In each of the records, change "thickest part" to "widest part" and leave everything else as it is.
— Begin DATASET ENTRIES —
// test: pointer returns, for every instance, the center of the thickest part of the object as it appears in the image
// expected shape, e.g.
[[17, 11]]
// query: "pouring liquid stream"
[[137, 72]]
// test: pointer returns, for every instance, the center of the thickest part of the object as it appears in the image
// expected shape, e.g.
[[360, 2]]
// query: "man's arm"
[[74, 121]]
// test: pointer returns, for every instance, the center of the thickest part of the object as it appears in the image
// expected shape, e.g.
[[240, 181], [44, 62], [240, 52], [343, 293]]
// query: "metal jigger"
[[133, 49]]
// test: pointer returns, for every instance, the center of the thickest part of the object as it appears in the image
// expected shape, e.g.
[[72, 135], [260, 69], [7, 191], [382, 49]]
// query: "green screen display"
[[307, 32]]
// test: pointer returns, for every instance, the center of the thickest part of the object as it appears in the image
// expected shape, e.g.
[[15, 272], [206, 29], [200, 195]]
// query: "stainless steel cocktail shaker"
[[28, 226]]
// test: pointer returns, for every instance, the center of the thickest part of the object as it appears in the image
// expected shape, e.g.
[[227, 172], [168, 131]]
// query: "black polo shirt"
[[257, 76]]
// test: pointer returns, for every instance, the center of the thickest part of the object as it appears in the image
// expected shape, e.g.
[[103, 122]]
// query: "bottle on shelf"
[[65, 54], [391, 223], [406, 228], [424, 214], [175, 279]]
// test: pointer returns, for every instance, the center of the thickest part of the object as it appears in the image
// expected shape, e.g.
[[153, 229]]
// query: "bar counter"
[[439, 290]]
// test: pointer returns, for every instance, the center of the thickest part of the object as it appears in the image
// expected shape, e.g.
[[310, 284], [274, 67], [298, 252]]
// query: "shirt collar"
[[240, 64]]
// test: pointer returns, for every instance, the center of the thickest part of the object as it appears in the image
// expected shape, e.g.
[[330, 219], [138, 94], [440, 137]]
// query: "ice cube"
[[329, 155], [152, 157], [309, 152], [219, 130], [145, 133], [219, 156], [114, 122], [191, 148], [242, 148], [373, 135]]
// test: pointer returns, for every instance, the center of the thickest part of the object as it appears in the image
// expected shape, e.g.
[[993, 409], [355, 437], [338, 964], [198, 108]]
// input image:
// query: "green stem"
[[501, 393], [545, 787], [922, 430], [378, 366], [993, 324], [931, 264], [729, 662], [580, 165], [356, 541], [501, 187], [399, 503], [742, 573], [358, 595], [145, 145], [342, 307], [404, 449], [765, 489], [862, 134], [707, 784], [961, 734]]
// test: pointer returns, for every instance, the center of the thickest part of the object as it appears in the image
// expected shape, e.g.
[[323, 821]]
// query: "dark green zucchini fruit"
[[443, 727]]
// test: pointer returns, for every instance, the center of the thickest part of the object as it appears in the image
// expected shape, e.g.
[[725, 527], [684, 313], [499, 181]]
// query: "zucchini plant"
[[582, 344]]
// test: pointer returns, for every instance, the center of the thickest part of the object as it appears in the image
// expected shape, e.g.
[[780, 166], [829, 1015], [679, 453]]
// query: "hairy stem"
— End DATASET ENTRIES —
• _RESULT OF THE TASK_:
// test: pointer returns, for every instance, the center of the widest part of the object as it appears in the image
// expected shape, e.g.
[[17, 11]]
// query: "pouring liquid stream"
[[137, 72]]
// test: pointer returns, for every instance, the center of the widest part of the object as it appears in the image
// expected shape, e.g.
[[360, 2]]
// query: "man's arm"
[[74, 121]]
// test: pointer returns, for every instance, the center of the widest part of the object as it appears in the image
// expected shape, e.g.
[[240, 181], [44, 62], [240, 52], [343, 293]]
// query: "metal jigger"
[[133, 49]]
// test: pointer returns, for every instance, the center of the widest part of the object as it appears in the image
// expected shape, e.g.
[[72, 135], [260, 69], [7, 191], [382, 49]]
// query: "green screen display"
[[307, 32]]
// test: pointer returns, for every instance, the center of the widest part of the object as it appears in the image
// expected shape, e.g.
[[15, 272], [206, 29], [200, 195]]
// query: "stainless steel cocktail shaker"
[[28, 226]]
// test: pointer returns, for every instance, the center of the widest part of the object as it appears in the image
// expected shape, e.g.
[[227, 172], [168, 131]]
// query: "black polo shirt"
[[257, 76]]
// test: pointer returns, for every instance, the center of the widest part of the object as it appears in the image
// expected shape, e.g.
[[103, 122]]
// query: "bottle on shelf"
[[65, 54], [391, 223], [406, 228], [424, 214], [175, 279]]
// test: pointer returns, for every instance, the center of the widest part of the object as it appears in the image
// expected shape, e.g.
[[153, 229]]
// query: "bar counter"
[[439, 290]]
// test: pointer returns, for every instance, the center of the widest part of the object as it appears in the image
// expected shape, e.g.
[[310, 284], [274, 67], [298, 252]]
// query: "shirt collar"
[[240, 64]]
// test: pointer returns, for every instance, the center of the widest part of the object as it appears in the image
// expected shape, e.g.
[[330, 219], [138, 94], [440, 137]]
// query: "ice cube"
[[329, 155], [152, 157], [309, 152], [219, 130], [145, 133], [219, 156], [114, 122], [191, 148], [242, 148], [373, 135]]
// test: pointer returns, for every instance, the center of the widest part of the object as it appears in the image
// expected shape, e.g.
[[993, 409], [355, 437], [338, 964], [198, 108]]
// input image:
// query: "green stem"
[[501, 393], [545, 787], [922, 430], [378, 366], [993, 324], [931, 264], [729, 662], [580, 165], [356, 541], [501, 187], [399, 503], [742, 573], [358, 595], [145, 145], [342, 307], [404, 449], [765, 489], [862, 134], [707, 784], [961, 734]]
// test: pointer returns, for every instance, the center of the widest part of the object as it appears in the image
// expected shape, e.g.
[[323, 821]]
// query: "dark green zucchini fruit"
[[443, 727]]
// test: pointer returns, for every instance, the center of the widest part of the object as it appears in the image
// expected shape, e.g.
[[725, 527], [684, 313], [499, 181]]
// query: "zucchini plant"
[[582, 344]]
// test: pointer returns, for every instance, the center of the widest part of the object as it appears in the image
// expected shape, e.g.
[[780, 166], [829, 1015], [679, 453]]
// query: "hairy stem"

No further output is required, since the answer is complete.